WHAT IS EXPECTED >>
Rewrite the data below as a numbered list, leaving out any blank lines.

RAW DATA >>
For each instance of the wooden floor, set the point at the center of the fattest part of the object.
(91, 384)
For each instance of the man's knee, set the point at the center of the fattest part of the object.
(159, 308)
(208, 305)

ANSWER TO THIS TASK >>
1. For each instance of the wooden floor, set the point at the center of the fattest part of the object.
2. (91, 384)
3. For each instance of the man's knee, set the point at the center of the fattest part of the object.
4. (159, 308)
5. (208, 305)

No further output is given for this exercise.